Brano del documento |
....................

IX. Il Valentino s'impadronisce del ducato di Urbino. Vitellozzo Vitelli
occupa alcune terre de' fiorentini. Timori del Baglione di Vitellozzo del
Petrucci e degli Orsini per il procedere del Valentino. Vitellozzo cede Arezzo
a' francesi che la consegnano ai fiorentini. Il gonfaloniere di giustizia a
vita in Firenze.
Ma in questo
tempo il Valentino, che dopo il caso di Arezzo era uscito con l'esercito di
Roma, simulando di volere attendere alla espugnazione di Camerino, ove aveva
prima mandato a dare il guasto e a tenerlo assediato il duca di Gravina e
Liverotto da Fermo con parte delle sue genti, ma in verità intento ad
acquistare con insidie il ducato di Urbino, poiché ebbe raccolto il resto dello
esercito ne' confini di Perugia, dimandò a Guidobaldo duca di Urbino
artiglierie e aiuto di genti; il che gli fu conceduto facilmente, perché a
principe che avea l'armi tanto vicine non era sicuro il negare, e perché avendo
prima composte col pontefice alcune differenze de' censi non avea cagione di
temerne: e così, rendutolo manco sufficiente a difendersi partito subito da
Nocera, e camminando con tanta celerità che non che altro non dette nel cammino
spazio alle sue genti di cibarsi, si condusse il dì medesimo a Cagli, città del
ducato di Urbino. La quale subita sua venuta, e il trovarsi sproveduti,
spaventò tanto ciascuno che il duca con Francesco Maria dalla Rovere prefetto
di Roma suo nipote, avuto con difficoltà spazio di salvarsi, se ne fuggirono:
di maniera che, dalla rocca di San Leo e di Maiuolo in fuora, conseguì in poche
ore tutto quello stato, con grandissimo dolore e terrore di Pandolfo Petrucci
di Vitellozzo e degli Orsini, i quali per il male d'altri cominciavano
chiaramente a conoscere il pericolo proprio.

....................

Nel brano sulla presa del ducato di Urbino, in quale città del ducato arriva il Valentino lo stesso giorno in cui parte da Nocera? Per rispondere serve solo il brano.

Elenco fornito |
....................

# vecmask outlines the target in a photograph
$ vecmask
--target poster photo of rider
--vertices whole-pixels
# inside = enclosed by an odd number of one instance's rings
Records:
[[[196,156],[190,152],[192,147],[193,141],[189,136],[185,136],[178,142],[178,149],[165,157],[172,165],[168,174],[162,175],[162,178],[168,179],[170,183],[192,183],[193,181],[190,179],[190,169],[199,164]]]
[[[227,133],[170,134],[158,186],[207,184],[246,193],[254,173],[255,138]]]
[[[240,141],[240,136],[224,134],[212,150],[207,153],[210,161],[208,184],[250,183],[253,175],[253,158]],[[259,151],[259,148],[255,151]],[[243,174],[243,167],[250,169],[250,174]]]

....................

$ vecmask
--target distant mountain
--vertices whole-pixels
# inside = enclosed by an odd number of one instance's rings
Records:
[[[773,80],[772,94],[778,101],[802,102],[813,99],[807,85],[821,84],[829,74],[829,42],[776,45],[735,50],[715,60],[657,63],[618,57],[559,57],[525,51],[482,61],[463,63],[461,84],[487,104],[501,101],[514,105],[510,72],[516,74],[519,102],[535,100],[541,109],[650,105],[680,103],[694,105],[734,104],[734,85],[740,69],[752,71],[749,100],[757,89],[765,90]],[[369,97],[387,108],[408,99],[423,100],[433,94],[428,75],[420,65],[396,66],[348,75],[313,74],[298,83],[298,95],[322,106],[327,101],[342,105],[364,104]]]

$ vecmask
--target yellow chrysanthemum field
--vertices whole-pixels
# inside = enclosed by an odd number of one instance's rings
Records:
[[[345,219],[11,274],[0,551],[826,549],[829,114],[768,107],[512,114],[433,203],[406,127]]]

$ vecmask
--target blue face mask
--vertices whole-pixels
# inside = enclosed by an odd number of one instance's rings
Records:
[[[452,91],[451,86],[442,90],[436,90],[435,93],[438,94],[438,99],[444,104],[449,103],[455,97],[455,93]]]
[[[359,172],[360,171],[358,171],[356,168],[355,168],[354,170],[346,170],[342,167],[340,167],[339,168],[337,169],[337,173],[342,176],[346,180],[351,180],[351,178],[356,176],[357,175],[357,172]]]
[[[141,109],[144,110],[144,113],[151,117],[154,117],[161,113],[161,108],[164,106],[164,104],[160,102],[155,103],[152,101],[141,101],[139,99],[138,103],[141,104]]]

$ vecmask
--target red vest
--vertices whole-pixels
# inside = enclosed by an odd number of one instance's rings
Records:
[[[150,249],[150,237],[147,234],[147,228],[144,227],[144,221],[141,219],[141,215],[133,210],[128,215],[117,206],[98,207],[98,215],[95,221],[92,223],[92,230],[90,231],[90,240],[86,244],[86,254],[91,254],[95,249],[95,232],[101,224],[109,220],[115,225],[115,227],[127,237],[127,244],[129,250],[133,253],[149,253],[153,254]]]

....................

Risposta scritta |
A Cagli.